=== Arbeitsanweisungen ===
**A)** Wo werden die beiden Mädchen laut der Filmkritik erzogen?
**B)** Fasse die Filmkritik in zwei Sätzen zusammen.

Und erlöse uns nicht von dem Bösen

Eine Filmkritik von Joachim Kurz

Zwei teuflische Geschöpfe

14 Jahre alt sind die beiden Freundinnen Anne de Boissy (Jeanne Goupil) und Lore Fournier (Catherine Wagener), zwei ganz normale Mädchen in der Pubertät, die eine blond, die andere dunkelhaarig, beide aus gutem Hause stammend und keineswegs das, was man heute gerne vernachlässigt nennt. In der ländlichen Klosterschule irgendwo in der französischen Provinz, wo die beiden Mädchen sittenstreng und strikt katholisch erzogen werden, beginnt alles als kleiner Akt des Widerstandes gegen die Allgegenwart des rechten Glaubens. Nachts, heimlich unter der Bettdecke, lesen sie alles, was sie an verbotener Literatur in die Finger bekommen und ergötzen sich am Reiz der zunächst noch heimlichen Tabu-Überschreitung.
Dann zuhause, in den Ferien, während der sie sich häufig sehen, weil sie sich einfach nicht voneinander trennen können, will der Reiz des Bösen nicht mehr nur erlesen, sondern auch wahrhaftig erfahren werden. Und so beginnen Anne und Lore sadistische kleine Spielchen zu treiben, zunächst mit Katzen und den Singvögeln eines Knechts im heimischen Schloss von Anne, dann mit dem unschuldig-durchtriebenen Spiel mit den eigenen Reizen, die sie so lange gegen die Männer in ihrer Umgebung einsetzen, bis die Fassade des wohlanständigen Bürgertums fällt und die Erwachsenen wie die Tiere über die beiden herfallen, nur um sie dann zurückzuweisen.

=== Entnommene Angaben ===
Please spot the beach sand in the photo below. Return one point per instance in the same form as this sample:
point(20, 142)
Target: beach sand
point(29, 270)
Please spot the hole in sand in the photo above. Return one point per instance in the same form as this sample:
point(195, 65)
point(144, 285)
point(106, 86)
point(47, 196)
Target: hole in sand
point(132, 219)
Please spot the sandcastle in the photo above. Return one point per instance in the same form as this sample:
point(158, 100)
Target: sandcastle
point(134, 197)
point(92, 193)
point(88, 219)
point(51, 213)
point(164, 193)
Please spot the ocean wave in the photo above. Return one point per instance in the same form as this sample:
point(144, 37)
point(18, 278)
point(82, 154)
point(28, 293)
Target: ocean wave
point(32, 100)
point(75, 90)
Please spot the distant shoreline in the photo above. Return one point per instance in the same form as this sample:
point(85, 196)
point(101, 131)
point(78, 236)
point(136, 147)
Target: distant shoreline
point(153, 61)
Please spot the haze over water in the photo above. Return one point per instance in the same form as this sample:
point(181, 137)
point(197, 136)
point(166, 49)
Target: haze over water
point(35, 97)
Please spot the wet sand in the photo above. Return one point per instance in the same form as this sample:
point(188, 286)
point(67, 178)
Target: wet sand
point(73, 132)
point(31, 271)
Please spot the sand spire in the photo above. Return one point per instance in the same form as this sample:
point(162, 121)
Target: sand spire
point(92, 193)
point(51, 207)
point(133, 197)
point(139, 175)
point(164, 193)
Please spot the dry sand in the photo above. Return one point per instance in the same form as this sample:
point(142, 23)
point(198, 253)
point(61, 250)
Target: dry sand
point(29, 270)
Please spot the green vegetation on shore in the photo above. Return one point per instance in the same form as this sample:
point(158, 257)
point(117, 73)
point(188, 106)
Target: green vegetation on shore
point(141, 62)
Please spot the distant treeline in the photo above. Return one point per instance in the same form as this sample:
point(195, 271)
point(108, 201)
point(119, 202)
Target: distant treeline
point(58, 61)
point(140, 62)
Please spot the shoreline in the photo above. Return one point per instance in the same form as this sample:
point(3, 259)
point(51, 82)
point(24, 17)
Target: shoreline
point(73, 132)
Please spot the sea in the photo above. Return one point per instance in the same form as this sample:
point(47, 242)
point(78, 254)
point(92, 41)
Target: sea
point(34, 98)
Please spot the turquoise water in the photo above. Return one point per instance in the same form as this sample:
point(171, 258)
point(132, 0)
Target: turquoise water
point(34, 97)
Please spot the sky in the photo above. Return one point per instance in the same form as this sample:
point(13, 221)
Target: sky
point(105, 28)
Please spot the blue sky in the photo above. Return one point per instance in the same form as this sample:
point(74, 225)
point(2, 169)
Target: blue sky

=== Antworten ===
**A)** In einer ländlichen Klosterschule irgendwo in der französischen Provinz.

**B)** Die 14-jährigen Freundinnen Anne und Lore werden in einer ländlichen Klosterschule sittenstreng und katholisch erzogen und lesen als kleinen Akt des Widerstandes nachts heimlich verbotene Literatur. In den Ferien wollen sie das Böse auch wirklich erfahren und treiben sadistische Spielchen, erst mit Tieren, dann mit ihren eigenen Reizen gegenüber den Männern ihrer Umgebung, bis die Erwachsenen über sie herfallen und sie dann zurückweisen.